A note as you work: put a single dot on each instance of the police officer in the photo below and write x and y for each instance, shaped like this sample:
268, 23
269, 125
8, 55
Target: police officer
________
▶ _Task_: Please write the full listing out again, exactly.

▶ _Result of this exercise_:
A note as you work: put a single dot on each instance of the police officer in the photo below and write x and y for each instance, shaped like this sample:
268, 23
269, 125
8, 55
Target: police officer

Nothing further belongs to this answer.